Task brief: Repeat exactly the lines from the line containing "One keypoint belongs on each instance. Indicate the overcast" through the last line of the records below, inclusive, and nothing else.

Supplied information:

[Start]

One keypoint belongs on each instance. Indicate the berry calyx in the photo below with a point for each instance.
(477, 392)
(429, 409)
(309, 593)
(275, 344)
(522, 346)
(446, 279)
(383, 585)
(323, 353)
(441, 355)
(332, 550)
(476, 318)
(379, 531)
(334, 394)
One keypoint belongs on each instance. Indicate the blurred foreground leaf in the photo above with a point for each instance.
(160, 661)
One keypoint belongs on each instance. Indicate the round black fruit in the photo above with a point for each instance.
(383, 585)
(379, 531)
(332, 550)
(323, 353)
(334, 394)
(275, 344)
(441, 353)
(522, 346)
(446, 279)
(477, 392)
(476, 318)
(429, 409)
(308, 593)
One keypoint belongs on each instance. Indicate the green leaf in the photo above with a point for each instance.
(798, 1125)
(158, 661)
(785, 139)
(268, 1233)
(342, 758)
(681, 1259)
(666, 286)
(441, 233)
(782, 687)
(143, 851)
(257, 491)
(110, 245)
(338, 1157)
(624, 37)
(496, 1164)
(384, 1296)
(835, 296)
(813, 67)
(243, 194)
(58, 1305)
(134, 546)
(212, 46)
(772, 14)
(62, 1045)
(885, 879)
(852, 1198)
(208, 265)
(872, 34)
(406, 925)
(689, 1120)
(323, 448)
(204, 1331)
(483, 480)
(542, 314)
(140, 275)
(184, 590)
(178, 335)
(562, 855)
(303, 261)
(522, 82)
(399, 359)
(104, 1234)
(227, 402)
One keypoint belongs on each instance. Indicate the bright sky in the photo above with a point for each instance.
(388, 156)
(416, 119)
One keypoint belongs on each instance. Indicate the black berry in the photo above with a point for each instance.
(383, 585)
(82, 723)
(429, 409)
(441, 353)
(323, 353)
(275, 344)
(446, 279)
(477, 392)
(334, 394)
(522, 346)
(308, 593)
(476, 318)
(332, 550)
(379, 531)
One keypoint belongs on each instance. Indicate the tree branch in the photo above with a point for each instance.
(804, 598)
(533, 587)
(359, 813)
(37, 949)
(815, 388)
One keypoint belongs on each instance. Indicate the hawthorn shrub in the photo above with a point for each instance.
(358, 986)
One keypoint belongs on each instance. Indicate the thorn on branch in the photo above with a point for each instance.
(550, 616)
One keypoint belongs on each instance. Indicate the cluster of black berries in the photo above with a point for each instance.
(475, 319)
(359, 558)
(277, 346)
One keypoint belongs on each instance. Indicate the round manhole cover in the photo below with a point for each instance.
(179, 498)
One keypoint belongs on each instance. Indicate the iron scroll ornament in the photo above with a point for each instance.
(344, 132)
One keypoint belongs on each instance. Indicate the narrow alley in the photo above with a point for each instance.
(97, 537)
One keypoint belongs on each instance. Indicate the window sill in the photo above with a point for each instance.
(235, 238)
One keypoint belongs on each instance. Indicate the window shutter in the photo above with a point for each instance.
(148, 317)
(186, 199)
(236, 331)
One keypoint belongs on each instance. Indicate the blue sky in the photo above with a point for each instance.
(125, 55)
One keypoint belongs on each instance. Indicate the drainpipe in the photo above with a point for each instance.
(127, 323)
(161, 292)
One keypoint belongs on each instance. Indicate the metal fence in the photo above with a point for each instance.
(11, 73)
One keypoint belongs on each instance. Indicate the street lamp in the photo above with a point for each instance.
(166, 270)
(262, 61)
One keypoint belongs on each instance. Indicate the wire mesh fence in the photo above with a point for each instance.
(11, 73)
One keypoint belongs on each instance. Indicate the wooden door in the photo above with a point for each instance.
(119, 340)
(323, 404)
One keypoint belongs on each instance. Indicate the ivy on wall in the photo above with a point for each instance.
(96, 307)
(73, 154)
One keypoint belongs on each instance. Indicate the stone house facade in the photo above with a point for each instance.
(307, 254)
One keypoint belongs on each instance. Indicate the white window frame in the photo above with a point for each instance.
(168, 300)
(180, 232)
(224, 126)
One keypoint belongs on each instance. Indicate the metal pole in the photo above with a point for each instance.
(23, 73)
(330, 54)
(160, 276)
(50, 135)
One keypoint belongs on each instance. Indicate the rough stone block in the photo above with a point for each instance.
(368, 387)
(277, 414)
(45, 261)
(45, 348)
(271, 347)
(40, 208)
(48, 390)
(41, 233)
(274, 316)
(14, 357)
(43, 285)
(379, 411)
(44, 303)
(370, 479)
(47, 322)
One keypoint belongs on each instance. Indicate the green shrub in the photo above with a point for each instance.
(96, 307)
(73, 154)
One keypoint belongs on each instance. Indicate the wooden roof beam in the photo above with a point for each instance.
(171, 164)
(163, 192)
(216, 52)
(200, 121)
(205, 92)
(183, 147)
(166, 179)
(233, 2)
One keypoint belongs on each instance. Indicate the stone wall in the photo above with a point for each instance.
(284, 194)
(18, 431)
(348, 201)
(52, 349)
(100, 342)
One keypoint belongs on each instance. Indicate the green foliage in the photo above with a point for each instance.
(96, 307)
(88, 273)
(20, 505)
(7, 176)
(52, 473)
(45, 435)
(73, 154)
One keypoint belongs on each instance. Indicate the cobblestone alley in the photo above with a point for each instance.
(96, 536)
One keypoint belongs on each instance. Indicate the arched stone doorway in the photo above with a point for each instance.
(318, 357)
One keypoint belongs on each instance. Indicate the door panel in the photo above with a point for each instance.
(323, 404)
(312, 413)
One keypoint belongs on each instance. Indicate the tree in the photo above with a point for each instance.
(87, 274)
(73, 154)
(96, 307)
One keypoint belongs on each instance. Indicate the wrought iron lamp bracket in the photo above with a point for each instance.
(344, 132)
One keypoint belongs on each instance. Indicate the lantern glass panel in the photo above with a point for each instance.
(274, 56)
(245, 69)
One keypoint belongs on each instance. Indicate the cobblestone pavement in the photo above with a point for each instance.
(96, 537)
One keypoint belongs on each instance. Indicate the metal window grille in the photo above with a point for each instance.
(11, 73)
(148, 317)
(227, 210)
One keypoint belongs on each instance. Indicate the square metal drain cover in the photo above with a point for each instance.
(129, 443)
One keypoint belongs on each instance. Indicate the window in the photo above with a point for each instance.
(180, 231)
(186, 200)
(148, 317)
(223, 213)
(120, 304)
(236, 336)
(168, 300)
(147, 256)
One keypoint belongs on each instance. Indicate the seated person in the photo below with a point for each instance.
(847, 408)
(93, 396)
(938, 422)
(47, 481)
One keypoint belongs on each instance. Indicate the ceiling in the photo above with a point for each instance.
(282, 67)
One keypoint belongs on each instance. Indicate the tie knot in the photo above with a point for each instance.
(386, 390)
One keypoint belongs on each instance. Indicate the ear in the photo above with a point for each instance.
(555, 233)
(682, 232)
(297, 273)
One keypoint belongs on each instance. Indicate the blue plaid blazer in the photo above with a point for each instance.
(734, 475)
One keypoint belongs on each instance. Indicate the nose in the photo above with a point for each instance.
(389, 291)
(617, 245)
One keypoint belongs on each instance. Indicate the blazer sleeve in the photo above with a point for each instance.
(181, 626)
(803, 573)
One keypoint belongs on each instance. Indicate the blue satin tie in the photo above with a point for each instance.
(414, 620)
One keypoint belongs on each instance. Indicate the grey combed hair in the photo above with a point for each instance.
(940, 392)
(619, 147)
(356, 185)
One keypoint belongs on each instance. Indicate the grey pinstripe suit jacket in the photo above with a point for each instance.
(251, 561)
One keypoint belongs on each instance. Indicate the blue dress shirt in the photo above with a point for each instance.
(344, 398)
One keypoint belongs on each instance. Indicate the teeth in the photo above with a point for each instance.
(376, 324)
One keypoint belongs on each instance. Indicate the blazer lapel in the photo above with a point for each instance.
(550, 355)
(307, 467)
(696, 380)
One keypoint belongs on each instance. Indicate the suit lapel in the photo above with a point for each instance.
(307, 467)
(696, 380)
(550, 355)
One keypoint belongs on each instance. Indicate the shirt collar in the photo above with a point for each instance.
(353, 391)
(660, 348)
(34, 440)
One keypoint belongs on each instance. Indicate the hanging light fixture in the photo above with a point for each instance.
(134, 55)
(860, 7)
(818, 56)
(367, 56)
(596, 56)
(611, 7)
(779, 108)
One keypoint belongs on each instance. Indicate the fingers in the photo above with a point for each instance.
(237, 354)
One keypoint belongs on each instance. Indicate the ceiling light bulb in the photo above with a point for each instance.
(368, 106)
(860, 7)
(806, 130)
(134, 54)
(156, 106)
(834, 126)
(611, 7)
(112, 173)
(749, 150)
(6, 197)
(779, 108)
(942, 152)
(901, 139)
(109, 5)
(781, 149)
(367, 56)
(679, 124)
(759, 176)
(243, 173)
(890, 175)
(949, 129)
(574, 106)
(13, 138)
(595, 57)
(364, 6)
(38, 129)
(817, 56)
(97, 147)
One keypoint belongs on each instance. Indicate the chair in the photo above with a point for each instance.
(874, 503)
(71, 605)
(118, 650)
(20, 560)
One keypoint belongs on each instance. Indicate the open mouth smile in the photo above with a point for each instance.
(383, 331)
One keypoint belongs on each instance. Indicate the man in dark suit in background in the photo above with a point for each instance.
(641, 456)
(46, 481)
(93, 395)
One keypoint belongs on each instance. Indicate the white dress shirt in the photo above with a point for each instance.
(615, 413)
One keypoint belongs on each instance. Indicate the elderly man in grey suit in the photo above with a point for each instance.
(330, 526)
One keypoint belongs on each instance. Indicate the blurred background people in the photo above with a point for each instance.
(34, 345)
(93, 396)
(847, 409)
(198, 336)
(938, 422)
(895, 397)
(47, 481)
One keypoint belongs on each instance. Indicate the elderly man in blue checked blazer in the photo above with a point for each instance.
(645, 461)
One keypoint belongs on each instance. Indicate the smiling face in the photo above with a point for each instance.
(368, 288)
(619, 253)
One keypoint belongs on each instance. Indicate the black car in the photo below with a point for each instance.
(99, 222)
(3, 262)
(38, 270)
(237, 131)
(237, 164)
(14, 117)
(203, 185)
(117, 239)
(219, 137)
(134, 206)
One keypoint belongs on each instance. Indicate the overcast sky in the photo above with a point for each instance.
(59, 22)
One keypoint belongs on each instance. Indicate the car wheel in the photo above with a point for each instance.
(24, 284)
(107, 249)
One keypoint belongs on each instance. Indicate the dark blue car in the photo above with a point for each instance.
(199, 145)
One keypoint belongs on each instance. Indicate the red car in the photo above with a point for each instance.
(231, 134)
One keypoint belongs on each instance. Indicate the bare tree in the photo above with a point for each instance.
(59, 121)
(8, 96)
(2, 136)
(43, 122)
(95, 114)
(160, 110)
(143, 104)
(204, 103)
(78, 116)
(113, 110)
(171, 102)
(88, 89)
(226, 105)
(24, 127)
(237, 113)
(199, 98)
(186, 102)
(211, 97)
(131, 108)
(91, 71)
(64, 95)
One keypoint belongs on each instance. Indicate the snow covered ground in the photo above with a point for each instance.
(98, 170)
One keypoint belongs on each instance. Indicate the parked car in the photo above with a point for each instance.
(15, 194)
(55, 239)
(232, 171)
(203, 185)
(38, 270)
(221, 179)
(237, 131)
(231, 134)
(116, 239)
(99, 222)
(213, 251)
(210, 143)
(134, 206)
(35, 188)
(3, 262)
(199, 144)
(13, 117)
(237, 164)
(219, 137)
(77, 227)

[End]

Complete response:
One keypoint belongs on each instance. Indicate the overcast sky in the photo above with a point for each instance.
(59, 22)
One keypoint belongs on each instance. Indicate the car wheel in the photo above with a point for each instance.
(24, 284)
(107, 249)
One keypoint belongs on each instance. Indicate the dark blue car in the photo above with a point for each instance.
(199, 145)
One keypoint belongs on each instance. Indicate the red car in the photo above with a point for each instance.
(231, 134)
One keypoint belongs on each instance. Indicate the bare tree in the photo above with a point for each instance.
(59, 121)
(8, 96)
(2, 136)
(43, 122)
(95, 114)
(160, 110)
(143, 104)
(204, 103)
(78, 116)
(113, 110)
(171, 102)
(88, 89)
(226, 105)
(24, 127)
(237, 113)
(199, 98)
(186, 102)
(211, 97)
(131, 108)
(91, 71)
(64, 95)
One keypoint belongs on each instance. Indicate the snow covered ground in the photo above with a point for each instance.
(98, 170)
One keypoint belongs on each instance. Indicate the parked car in the photo above with a point for each instance.
(15, 194)
(55, 239)
(232, 171)
(203, 185)
(38, 270)
(221, 179)
(237, 131)
(231, 134)
(116, 239)
(99, 222)
(213, 251)
(210, 143)
(134, 206)
(35, 188)
(3, 262)
(199, 144)
(13, 117)
(237, 164)
(219, 137)
(77, 227)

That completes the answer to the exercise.